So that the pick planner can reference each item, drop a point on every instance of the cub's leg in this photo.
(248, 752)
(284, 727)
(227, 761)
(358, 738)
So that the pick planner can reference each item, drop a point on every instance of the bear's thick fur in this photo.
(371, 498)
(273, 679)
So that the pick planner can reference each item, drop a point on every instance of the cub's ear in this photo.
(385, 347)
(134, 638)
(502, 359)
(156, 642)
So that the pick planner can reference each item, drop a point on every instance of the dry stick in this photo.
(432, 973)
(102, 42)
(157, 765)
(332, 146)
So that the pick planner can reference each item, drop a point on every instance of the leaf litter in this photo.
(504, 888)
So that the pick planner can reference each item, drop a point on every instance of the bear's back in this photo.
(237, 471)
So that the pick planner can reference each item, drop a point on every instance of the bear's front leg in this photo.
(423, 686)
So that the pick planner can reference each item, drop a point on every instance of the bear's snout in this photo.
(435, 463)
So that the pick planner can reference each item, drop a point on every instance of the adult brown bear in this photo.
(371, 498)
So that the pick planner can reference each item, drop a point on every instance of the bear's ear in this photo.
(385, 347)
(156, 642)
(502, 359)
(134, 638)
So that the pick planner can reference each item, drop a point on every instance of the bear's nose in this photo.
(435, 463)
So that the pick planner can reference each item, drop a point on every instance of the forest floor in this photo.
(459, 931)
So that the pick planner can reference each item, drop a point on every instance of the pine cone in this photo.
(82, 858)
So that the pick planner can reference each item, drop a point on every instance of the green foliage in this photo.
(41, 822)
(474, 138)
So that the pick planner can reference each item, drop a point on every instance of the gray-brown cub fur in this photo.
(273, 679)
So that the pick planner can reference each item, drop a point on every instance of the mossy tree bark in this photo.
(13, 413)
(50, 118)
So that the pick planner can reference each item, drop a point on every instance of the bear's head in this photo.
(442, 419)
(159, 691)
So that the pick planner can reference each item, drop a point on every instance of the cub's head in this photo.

____

### STATED PROBLEM
Rewrite the data above, replacing "pick planner" with "grasp planner" throughout and leaving everything else unchanged.

### COMPLETED EXERCISE
So that the grasp planner can reference each item, drop a point on every instance of the cub's leg in this photo.
(248, 752)
(284, 727)
(227, 761)
(358, 738)
So that the grasp planner can reference each item, drop a point on every instance of the bear's thick fur in this photo.
(371, 498)
(273, 679)
So that the grasp planner can reference each item, drop a point on every instance of the cub's ear in this photo.
(385, 347)
(134, 638)
(502, 359)
(156, 642)
So that the grasp planner can reference each item, drop a point on every instance of the dry stick in this photo.
(432, 973)
(102, 42)
(157, 765)
(332, 146)
So that the grasp planner can reference each item, drop a point on every instance of the leaf litter in this photo.
(504, 888)
So that the grasp planner can reference each item, drop a point on every instance of the bear's back in this photo.
(237, 471)
So that the grasp planner can reference each item, drop a point on every instance of the bear's front leg in this photo.
(423, 686)
So that the grasp planner can reference each item, drop a point on every instance of the bear's snout in this photo.
(435, 463)
So that the grasp planner can reference each item, drop a point on every instance of the adult brown bear in this photo.
(371, 498)
So that the grasp planner can reference each item, drop a point on every instance of the bear's ear in this photo.
(385, 347)
(156, 642)
(502, 359)
(134, 638)
So that the grasp planner can reference each item, drop a point on every instance of the bear's nose in this photo.
(435, 463)
So that the grasp planner can reference each item, drop a point on every instance of the forest floor in this photo.
(459, 931)
So that the grasp planner can reference each item, drop a point on every instance of the pine cone in this photo.
(82, 858)
So that the grasp planner can reference each item, drop a point on every instance of the green foliage in this photo.
(41, 822)
(474, 138)
So that the grasp planner can reference each item, drop a point on every instance of the gray-brown cub fur in this photo.
(273, 679)
So that the grasp planner can reference each item, drop a point on every instance of the mossy tree bark in this photo.
(13, 413)
(50, 118)
So that the grasp planner can reference each item, drop a point on every instance of the bear's head in this photo.
(442, 419)
(159, 691)
So that the grasp planner can reference each item, drop a point on every instance of the cub's head in this photo.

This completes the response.